## Problem to work on
Return, from the data below, each line that contains the word "pedestal".

## Excerpted records

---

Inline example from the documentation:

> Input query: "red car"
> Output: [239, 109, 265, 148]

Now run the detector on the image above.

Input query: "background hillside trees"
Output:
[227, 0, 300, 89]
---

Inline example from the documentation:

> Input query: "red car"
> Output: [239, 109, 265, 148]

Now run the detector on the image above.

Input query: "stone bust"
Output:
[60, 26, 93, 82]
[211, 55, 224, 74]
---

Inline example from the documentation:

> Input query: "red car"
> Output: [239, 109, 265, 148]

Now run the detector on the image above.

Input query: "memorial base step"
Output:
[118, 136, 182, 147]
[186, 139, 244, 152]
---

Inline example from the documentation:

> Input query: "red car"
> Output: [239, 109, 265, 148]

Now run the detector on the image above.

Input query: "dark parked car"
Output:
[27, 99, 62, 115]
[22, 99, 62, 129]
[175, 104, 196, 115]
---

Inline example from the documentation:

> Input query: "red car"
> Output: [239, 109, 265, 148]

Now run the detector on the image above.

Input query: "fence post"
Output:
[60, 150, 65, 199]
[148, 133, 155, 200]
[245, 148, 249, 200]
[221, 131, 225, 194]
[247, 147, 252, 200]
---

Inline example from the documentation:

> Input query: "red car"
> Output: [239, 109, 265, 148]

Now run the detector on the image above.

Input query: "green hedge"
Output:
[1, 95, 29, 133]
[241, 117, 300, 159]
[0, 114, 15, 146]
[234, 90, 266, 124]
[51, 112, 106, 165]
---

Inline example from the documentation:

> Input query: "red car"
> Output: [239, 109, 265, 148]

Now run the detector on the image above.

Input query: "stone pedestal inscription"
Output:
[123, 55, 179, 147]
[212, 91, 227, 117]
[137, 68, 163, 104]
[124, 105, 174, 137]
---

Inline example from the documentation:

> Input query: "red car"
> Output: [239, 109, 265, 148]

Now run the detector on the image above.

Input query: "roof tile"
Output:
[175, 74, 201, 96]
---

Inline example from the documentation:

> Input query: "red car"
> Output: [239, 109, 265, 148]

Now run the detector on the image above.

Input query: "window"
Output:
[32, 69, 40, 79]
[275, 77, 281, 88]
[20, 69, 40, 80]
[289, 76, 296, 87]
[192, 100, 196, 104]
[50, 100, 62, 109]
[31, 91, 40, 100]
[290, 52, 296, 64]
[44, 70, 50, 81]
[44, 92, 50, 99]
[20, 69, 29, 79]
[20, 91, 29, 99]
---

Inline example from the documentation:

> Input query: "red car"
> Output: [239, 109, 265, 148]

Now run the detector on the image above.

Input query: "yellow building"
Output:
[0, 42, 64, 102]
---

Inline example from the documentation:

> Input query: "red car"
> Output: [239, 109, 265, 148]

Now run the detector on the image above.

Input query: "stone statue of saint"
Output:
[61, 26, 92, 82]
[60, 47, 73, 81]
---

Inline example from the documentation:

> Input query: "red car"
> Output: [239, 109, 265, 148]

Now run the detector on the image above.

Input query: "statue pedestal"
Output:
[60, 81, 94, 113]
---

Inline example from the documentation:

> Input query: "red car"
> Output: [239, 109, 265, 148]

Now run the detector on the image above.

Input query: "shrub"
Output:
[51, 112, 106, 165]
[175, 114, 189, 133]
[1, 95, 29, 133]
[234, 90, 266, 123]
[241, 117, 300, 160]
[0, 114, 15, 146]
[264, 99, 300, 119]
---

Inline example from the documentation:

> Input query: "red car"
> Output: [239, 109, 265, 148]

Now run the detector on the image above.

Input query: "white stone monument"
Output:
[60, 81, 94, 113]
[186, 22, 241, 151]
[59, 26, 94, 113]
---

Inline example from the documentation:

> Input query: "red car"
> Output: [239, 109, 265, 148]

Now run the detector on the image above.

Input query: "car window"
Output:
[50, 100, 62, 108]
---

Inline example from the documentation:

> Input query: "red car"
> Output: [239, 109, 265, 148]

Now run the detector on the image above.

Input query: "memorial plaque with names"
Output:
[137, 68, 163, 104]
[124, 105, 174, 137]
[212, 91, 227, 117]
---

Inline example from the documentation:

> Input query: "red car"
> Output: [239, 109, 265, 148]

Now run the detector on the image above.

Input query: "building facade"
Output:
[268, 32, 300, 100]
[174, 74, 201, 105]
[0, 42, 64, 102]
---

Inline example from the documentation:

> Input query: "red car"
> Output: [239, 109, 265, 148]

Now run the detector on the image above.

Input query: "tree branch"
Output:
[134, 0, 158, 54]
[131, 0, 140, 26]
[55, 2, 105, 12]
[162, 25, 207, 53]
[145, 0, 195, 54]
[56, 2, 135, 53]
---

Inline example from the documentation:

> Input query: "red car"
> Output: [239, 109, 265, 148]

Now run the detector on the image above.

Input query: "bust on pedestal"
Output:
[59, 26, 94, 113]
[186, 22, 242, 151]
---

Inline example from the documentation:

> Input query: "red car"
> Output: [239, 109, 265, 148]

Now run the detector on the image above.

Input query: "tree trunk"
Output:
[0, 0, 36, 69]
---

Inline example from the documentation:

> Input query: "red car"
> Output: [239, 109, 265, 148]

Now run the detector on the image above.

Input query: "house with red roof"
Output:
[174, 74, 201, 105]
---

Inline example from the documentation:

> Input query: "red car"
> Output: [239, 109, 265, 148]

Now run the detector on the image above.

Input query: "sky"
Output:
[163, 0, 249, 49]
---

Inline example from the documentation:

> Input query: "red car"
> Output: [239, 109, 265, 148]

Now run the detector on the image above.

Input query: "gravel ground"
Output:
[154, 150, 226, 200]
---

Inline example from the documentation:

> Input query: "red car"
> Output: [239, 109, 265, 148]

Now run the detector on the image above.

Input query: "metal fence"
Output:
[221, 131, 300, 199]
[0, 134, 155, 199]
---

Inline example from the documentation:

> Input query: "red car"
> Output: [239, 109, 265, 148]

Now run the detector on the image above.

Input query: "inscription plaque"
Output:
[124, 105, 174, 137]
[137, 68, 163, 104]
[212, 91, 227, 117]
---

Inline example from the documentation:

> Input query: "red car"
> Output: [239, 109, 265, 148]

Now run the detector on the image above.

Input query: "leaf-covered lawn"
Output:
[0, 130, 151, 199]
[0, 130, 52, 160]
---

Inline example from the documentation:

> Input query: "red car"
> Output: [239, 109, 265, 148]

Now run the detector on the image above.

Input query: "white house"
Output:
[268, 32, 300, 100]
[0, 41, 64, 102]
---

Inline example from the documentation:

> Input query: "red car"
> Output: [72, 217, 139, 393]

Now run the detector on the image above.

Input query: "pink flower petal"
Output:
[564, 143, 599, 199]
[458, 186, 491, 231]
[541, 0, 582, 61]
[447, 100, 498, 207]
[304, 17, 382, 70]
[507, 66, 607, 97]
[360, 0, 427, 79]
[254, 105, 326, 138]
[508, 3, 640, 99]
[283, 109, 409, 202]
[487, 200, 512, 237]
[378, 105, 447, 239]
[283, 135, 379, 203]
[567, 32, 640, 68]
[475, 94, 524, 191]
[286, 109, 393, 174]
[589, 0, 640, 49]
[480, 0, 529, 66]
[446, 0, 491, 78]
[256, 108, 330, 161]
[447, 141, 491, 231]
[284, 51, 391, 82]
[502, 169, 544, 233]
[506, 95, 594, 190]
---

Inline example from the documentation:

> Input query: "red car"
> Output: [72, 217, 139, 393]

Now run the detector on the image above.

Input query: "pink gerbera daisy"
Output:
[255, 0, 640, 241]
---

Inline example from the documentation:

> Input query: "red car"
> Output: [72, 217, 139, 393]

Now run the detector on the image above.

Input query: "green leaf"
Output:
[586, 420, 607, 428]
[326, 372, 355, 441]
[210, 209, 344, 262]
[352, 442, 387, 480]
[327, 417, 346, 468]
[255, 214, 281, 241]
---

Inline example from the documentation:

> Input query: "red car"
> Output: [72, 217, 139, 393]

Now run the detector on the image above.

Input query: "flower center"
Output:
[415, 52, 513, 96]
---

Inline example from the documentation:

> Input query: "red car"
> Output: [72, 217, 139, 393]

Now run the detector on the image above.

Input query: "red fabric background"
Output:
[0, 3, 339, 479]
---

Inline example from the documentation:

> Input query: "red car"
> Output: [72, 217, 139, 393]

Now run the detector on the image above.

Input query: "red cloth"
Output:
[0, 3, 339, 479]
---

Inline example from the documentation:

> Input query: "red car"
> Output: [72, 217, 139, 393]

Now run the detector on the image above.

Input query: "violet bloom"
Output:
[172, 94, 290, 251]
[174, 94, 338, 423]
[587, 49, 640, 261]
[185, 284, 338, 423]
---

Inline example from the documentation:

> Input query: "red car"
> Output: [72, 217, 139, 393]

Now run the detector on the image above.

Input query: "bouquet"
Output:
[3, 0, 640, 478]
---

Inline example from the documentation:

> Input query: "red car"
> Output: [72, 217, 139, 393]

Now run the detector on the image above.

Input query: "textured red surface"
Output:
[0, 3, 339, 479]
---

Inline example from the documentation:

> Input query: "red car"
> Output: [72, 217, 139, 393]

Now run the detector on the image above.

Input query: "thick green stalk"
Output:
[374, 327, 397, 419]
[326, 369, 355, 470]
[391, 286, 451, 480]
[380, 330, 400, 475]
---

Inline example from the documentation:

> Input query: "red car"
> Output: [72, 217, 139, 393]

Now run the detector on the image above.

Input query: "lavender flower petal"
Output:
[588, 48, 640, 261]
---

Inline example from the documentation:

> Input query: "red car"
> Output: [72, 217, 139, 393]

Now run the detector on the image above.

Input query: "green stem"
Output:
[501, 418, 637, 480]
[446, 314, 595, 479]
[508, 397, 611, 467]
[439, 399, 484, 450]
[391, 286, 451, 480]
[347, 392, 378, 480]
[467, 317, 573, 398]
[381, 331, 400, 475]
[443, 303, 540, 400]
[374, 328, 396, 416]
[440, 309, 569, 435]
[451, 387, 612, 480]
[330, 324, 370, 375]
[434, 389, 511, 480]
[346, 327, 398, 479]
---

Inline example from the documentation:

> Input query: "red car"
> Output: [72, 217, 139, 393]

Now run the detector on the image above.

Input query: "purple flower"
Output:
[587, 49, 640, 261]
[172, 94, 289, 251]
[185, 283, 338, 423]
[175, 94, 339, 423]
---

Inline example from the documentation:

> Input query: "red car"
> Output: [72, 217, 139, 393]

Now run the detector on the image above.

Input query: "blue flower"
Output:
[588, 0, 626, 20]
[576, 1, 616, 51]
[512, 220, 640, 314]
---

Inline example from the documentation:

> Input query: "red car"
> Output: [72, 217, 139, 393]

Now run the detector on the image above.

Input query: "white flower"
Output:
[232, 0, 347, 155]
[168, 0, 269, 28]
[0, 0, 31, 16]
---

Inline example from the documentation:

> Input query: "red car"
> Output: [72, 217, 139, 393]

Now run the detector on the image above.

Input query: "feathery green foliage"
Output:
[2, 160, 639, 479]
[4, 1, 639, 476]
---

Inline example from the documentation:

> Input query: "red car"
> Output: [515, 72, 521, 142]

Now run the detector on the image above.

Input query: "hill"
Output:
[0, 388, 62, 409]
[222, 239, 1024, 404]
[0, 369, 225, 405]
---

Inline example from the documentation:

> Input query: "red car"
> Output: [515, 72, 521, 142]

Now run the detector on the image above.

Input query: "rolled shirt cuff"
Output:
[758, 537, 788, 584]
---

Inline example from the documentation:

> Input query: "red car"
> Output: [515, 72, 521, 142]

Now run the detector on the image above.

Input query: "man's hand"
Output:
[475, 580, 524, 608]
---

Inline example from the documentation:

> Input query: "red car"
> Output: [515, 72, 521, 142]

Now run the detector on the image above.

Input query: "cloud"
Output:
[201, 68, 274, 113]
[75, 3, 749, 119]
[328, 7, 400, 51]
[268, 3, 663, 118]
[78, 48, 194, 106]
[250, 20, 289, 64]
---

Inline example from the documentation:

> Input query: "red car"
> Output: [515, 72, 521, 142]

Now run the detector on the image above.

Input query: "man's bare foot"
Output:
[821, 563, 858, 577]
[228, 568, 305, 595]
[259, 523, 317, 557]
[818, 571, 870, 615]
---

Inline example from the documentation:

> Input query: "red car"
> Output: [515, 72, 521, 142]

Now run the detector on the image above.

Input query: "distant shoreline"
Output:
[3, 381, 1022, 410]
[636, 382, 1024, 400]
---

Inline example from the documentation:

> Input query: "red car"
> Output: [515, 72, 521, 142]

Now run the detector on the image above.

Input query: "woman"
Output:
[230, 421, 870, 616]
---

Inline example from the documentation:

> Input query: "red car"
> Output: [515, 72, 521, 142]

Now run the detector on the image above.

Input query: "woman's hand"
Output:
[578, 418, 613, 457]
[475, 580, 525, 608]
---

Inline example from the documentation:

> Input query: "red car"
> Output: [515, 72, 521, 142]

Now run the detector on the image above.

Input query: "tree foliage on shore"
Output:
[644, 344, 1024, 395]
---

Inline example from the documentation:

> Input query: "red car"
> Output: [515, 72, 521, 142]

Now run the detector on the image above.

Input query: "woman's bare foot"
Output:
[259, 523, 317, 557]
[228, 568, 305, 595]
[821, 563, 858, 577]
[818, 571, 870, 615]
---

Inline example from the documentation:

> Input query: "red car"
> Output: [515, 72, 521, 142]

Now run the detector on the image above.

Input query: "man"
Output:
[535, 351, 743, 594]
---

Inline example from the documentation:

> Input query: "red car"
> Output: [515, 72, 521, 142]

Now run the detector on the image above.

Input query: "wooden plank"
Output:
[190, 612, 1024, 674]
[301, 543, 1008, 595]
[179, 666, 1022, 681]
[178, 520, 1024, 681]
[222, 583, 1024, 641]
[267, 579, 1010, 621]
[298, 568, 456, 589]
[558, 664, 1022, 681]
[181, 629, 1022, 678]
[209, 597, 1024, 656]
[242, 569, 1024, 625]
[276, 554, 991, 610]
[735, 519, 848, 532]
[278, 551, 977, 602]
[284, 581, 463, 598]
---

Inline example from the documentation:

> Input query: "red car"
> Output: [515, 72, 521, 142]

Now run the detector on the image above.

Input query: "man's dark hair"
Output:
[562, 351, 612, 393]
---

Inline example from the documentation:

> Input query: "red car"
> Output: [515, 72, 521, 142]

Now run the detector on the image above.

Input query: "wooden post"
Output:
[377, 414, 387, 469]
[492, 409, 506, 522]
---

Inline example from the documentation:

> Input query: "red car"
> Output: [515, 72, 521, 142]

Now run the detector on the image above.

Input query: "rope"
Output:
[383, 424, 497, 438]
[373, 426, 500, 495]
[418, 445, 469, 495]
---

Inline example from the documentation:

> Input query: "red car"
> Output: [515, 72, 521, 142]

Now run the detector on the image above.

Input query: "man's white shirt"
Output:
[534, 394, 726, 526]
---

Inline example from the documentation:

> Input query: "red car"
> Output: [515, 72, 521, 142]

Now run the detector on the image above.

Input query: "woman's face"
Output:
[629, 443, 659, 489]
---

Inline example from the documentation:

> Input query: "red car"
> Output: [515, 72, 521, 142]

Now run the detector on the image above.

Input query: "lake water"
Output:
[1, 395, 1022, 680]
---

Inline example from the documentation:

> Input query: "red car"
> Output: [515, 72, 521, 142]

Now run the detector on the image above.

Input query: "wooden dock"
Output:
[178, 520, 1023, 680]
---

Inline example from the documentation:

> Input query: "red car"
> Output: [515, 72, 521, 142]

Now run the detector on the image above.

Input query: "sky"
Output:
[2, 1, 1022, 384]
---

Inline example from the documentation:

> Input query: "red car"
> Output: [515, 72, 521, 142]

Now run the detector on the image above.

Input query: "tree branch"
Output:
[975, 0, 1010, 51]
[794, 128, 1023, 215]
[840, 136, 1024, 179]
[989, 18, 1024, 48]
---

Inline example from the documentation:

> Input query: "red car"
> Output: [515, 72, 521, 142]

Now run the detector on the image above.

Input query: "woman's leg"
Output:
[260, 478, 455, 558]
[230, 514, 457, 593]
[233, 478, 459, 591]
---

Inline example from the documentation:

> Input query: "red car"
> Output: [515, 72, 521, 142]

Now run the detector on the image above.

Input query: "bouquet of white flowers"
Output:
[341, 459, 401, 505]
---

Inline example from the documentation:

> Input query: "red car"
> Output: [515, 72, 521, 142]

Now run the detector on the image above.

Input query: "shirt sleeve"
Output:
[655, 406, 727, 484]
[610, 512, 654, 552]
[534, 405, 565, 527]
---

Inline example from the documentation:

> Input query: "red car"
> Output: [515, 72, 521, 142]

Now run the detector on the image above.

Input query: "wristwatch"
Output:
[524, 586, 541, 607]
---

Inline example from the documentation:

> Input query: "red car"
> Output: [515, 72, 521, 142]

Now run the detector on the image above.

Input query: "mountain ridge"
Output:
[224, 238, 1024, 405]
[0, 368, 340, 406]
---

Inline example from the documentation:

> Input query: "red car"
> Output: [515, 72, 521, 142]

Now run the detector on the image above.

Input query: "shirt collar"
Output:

## Result of this task
Input query: "stone pedestal inscription"
Input query: "statue pedestal"
Input query: "bust on pedestal"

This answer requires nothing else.